▶ [TASKS FOR THIS EXERCISE]
[1] Reproduce the listing from its first line through the line containing "128L176 175L159 116ZM148", including both ends, and omit the picture.
[2] Pick up the Subaru Outback review after its final sentence and keep writing it.

▶ [PROVIDED TEXT]
■ ■ ■ ■ ■

The Outback was never about speed, nor should it be. But safety and capability go hand in hand. The Outback is too large a vehicle to use an underpowered engine. While the XT is restricted to the top trim levels and adds thousands of dollars to the price, the returns are worth the money. Fuel economy on the turbo XT suffers mildly to the base engine, at an EPA-estimated 23 mpg city and 30 mpg highway compared to 26 mpg city and 33 mpg highway. When weighed down, expect the 2.5 will burn at least as much fuel, if not more, than the turbo XT.

The Outback’s squishy handling and imprecise steering are forgiven since it’s built to be a long-distance cruiser. Under these circumstances, the Outback’s ride comfort and tranquil behavior are fantastic with either engine. Long-travel springs and high 8.7 inches of ground clearance let the Outback charge through rough roads, especially when there are no roads left.

Subaru’s electronically-variable AWD is legendary. Unlike many competitors that primarily drive the front wheels and then drive the rear wheels after the vehicle is already slipping, the Outback is more proactive. It always drives all four wheels and reacts quicker to vary the torque split. Activating X-Mode optimizes the throttle, CVT ratio, stability control, and torque split for tougher road conditions, while the Onyx Edition adds two more driving modes for snow and mud. Regardless, when equipped with the proper seasonal tires, an Outback is basically unstoppable and more proficient off-road than most wannabe crossovers and SUVs. Subaru is a longtime rally car champion and its continuing success in that grueling motorsport shows up on the road, in the Outback.

Form and Function

10/ 10

Reconsider the Outback’s ground clearance: Its underside is further off the ground than a Chevrolet Tahoe, a Ford F-150, and any number of real trucks. That means an Outback can go anywhere they do, and possibly further, without the drawbacks of being a huge, oversized vehicle. But the Outback is plenty big inside, where it can hold 76 cubic feet of cargo with the rear seats folded and has a substantial 33 cubic feet of cargo space with them raised. The cargo area is wide, flat, and free of any oddly-shaped cutouts or intrusive wheel arches.

Headroom and legroom are ample in all four outboard seating positions, and those seats are comfortable and supportive. Outward visibility is superb in every direction, thanks to thin pillars, a low shoulder height, and lots of glass. Many modern cars with sloped roofs and slinky silhouettes choose, on purpose, to sacrifice the driver’s vision for style. The Outback has blind-spot radar and ultrasonic parking sensors, but they’re a supplement rather than a necessity.

Storage is another plus. In addition to large map pockets and bottle holders in each door, the front center console has a handy pocket on either side plus a small shelf on the passenger-side dash. They’re perfect for stashing loose items you’ll want to retrieve quickly, like toll transponders.

Downsides: Push-button start and rear climate vents are standard only on Limited and above trims. Push-button start with keyless access is an option for the Premium, but the rear vents aren’t. In this way, Subaru is more like BMW—charging extra for essential features that should be standard. Subaru’s little moonroof doesn’t come cheap, either. The Outback bundles it with other options like navigation that cost thousands of dollars.

A power driver’s seat, dual-zone climate, and rear USB ports are standard on Premium and above. A hands-free power tailgate is optional on Premium and standard on higher trims. Only the Onyx Edition XT comes with a full-size spare alloy wheel and tire; others have a steel wheel on a doughnut.

■ ■ ■ ■ ■

▶ [MATERIAL FOR THE TASK]
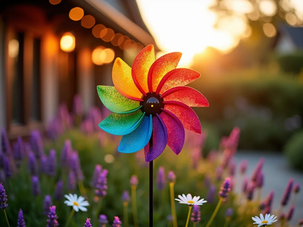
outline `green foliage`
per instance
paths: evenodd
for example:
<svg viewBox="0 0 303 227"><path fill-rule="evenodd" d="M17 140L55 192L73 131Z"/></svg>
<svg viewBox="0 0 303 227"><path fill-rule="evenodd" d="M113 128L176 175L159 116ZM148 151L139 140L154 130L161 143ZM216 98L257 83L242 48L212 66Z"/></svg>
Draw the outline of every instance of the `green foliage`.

■ ■ ■ ■ ■

▶ [EXPECTED RESPONSES]
[1]
outline `green foliage`
per instance
paths: evenodd
for example:
<svg viewBox="0 0 303 227"><path fill-rule="evenodd" d="M17 140L55 192L73 131Z"/></svg>
<svg viewBox="0 0 303 227"><path fill-rule="evenodd" d="M113 128L176 175L159 116ZM148 151L139 140L154 130L161 143ZM216 98L257 83L242 48L212 66Z"/></svg>

[2]
But the Outback’s best feature has to be the standard roof rails and integrated crossbars. On any other SUV, you have to buy the crossbars separately and install them when needed. On the Outback, they sit flush within the rails and can be swiveled and locked in place within seconds. Not only is this a money-saver, but it’s also just brilliant engineering.

The oversized 11.6-inch touchscreen does complicate the climate controls, as only driver and passenger temperature are outside the screen as buttons. Controls for the heated seats are also within the screen, which hampers usability. The icons are large and the screen is generally responsive. Plus, the big screen makes it easier to adjust vehicle settings and scroll through stereo presets.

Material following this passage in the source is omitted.